-- Start of SELECTED TEXT --

By September 2, 2014In the News

The firm hired by the Abbott government to conduct the modelling for its controversial review of the Renewable Energy Target has admitted it was instructed to ignore commercial reality – particularly around coal-fired power generation.

Buried in its voluminous report, leading consultant firm ACIL Allen says it was instructed by the RET Review panel, headed by climate skeptic Dick Warburton, to ignore commercial realities around coal-fired generation.

ACIL Allen is one of the country’s leading modellers, providing analysis for many of the country’s biggest companies. Normally, it says, it would take into account the risk of a carbon price, financing issues and community views when assessing the prospects for coal-fired generation.

But in its notes to its report, it says is was instructed to ignore all those commercial realities when assessing the cost of coal generation – an equation that was crucial to gauging the costs and the benefits of the RET scheme.



This is how ACIL described the situation:

“ACIL Allen’s standard assumption when undertaking market outlook studies is to restrict conventional coal (i.e. coal-based technologies which do not employ carbon capture and storage) from entry. This is due to:

 Community views and corporate sustainability policies

 Potential difficulty obtaining generation licences from State and Territory governments

 Long-term risk of explicit carbon pricing being reintroduced

 Difficulty in securing financing on a commercial basis due to these risks.

-- End of SELECTED TEXT --
-- Start of LISTING --

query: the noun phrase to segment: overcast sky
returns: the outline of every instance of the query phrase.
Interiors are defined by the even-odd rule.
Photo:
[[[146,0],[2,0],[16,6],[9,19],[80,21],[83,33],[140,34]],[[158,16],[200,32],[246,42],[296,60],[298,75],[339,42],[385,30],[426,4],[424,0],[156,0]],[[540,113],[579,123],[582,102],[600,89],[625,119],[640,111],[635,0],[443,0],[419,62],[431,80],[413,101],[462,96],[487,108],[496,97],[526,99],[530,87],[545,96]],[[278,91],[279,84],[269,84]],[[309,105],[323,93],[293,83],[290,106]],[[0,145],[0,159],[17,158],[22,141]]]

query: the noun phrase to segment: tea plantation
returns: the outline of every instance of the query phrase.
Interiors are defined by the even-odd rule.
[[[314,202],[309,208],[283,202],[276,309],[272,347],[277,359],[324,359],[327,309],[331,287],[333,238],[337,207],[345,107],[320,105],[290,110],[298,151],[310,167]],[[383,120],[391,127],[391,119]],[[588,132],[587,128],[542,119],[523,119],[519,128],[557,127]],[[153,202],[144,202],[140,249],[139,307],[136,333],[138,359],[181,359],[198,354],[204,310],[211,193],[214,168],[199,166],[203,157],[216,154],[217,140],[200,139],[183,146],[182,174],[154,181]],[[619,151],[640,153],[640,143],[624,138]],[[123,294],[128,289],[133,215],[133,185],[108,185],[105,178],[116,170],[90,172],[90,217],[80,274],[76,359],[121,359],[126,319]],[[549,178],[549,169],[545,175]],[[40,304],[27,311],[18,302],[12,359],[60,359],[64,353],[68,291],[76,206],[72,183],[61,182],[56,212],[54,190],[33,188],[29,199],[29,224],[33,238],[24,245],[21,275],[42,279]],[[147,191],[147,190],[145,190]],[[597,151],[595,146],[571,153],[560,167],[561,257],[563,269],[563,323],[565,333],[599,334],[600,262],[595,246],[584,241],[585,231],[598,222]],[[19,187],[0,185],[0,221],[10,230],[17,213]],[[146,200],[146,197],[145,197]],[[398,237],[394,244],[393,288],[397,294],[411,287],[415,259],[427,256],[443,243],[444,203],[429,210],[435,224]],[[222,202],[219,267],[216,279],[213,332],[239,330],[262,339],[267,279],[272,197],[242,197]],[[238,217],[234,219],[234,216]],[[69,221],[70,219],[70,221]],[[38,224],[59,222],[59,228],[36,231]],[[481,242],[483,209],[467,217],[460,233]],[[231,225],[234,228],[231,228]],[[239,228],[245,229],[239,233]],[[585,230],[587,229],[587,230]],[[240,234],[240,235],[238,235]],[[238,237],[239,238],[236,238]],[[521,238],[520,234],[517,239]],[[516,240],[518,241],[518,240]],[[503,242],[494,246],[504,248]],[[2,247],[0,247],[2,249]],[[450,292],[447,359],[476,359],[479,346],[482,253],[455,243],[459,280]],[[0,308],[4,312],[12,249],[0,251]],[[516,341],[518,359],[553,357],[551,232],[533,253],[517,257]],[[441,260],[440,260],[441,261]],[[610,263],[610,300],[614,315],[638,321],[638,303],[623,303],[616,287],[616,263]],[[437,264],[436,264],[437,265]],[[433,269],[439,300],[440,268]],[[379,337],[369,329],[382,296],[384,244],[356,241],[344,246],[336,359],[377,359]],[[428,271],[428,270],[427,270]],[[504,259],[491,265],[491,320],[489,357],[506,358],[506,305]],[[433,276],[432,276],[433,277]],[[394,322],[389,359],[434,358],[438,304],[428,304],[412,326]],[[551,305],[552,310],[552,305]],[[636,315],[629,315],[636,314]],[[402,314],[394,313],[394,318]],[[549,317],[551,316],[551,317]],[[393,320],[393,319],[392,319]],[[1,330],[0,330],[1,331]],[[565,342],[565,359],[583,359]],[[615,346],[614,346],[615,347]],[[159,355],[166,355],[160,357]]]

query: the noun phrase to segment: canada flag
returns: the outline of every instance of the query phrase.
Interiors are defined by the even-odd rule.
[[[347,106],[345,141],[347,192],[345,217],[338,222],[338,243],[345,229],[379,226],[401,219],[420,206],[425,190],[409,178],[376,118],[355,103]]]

-- End of LISTING --

WORK TO COMPLETE ▸ Using the article on the Renewable Energy Target review, list every reason ACIL Allen gives for its standard assumption that conventional coal is restricted from entry.

TASK OUTPUT ▸
- Community views and corporate sustainability policies
- Potential difficulty obtaining generation licences from State and Territory governments
- Long-term risk of explicit carbon pricing being reintroduced
- Difficulty in securing financing on a commercial basis due to these risks